━━ TEXT PASSAGE
A good story, a clean piece of fiction has a beginning, a middle  and an end. The characters have understandable motivations and they follow through in logical and believable patterns. A hero will act heroically. A villain will be defeated. In the end there will be redemption. In a movie it will all wrap up in around an hour and a half. Riding into the sunset as the credits run and thematic music plays we are pleased by the sense of balance and truth and goodness. A novel may take longer but the effect is the same. The last page turns, the cover is closed.

Life, however is a lot less orderly, a lot more messy. Time warps in on itself. One may be in the right place at the wrong time. Certainty and uncertainness coincide. We seek pleasure. We try to avoid pain. We try to make amends. We bring about new harms.
━━━━
━━ DATA EXTRACT
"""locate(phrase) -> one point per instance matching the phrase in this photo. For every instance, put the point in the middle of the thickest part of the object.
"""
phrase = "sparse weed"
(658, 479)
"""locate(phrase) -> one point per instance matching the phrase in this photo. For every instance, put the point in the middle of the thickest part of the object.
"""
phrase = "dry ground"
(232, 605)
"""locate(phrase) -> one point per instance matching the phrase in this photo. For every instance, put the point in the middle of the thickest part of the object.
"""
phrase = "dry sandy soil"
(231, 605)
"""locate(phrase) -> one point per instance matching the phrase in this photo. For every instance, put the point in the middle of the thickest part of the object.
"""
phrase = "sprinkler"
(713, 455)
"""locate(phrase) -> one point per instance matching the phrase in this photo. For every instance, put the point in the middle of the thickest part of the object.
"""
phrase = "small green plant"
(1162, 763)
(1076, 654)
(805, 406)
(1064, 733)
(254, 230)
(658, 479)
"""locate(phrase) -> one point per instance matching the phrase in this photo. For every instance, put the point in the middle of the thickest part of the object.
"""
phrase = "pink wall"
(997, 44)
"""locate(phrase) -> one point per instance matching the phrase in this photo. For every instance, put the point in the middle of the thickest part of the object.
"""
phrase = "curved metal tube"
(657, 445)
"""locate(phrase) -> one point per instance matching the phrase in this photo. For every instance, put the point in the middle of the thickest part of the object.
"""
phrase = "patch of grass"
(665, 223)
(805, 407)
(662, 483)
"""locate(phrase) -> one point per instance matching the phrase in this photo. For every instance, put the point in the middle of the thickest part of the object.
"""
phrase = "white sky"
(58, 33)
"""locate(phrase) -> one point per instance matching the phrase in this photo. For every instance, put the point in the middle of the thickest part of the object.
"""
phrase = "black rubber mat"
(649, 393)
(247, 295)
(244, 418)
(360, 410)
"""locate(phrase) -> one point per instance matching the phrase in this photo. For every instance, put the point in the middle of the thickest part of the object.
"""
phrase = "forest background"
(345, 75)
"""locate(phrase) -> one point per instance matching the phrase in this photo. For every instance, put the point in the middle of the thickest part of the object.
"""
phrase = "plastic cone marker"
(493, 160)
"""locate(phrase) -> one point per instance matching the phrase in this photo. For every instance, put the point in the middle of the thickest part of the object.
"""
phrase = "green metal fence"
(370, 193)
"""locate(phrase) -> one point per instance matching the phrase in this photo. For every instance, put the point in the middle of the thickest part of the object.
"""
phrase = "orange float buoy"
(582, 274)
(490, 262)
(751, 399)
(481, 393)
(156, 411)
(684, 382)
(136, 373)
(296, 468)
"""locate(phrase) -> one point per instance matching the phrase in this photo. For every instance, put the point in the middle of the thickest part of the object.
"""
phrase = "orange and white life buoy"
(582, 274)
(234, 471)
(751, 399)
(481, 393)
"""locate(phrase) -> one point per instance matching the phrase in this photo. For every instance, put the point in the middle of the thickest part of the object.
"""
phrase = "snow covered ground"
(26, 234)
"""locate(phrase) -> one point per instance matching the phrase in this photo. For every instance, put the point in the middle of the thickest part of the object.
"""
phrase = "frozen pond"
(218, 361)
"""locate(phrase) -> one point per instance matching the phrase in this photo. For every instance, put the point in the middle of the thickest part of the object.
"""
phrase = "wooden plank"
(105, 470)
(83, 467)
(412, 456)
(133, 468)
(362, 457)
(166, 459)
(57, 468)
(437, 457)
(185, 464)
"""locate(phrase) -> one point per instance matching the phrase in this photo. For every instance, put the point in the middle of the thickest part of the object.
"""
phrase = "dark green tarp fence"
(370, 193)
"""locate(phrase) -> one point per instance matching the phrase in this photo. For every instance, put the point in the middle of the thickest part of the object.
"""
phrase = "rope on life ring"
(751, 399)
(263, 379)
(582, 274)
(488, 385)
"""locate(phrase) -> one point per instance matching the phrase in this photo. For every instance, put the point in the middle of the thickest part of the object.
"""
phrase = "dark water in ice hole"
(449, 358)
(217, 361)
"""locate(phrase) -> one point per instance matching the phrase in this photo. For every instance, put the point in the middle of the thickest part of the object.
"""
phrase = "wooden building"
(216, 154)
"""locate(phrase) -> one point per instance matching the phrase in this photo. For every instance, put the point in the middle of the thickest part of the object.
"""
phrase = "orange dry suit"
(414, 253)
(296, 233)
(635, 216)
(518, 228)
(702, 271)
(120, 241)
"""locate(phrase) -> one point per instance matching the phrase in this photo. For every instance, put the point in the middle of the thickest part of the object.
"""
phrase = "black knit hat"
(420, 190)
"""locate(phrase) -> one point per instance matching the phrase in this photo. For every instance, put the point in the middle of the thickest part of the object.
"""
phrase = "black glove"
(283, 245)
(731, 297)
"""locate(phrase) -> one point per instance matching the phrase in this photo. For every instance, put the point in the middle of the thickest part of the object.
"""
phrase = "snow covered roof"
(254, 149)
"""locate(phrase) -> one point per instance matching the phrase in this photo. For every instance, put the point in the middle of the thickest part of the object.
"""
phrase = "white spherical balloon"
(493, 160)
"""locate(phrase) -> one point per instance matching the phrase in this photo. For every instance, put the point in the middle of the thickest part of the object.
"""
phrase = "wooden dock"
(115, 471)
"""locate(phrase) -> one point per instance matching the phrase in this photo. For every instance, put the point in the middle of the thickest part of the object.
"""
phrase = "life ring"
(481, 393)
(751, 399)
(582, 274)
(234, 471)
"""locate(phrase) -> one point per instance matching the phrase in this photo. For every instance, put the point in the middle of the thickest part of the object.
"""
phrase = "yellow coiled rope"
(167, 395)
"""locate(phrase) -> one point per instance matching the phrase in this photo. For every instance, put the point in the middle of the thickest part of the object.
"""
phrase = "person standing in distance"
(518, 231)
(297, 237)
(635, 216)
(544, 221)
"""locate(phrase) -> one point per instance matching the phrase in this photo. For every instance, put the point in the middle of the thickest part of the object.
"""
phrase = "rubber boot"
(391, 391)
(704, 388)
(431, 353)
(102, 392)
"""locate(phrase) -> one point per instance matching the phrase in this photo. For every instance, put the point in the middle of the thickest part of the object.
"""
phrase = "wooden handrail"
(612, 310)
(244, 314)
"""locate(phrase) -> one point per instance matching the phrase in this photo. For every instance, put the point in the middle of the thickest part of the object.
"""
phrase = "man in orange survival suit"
━━━━
### EXERCISE DIRECTIONS
Please copy, word for word, the part of the passage on fiction and life starting at "Life, however is" and ending at "about new harms.". The listing has no part in this work.

### ANSWER IN FULL
Life, however is a lot less orderly, a lot more messy. Time warps in on itself. One may be in the right place at the wrong time. Certainty and uncertainness coincide. We seek pleasure. We try to avoid pain. We try to make amends. We bring about new harms.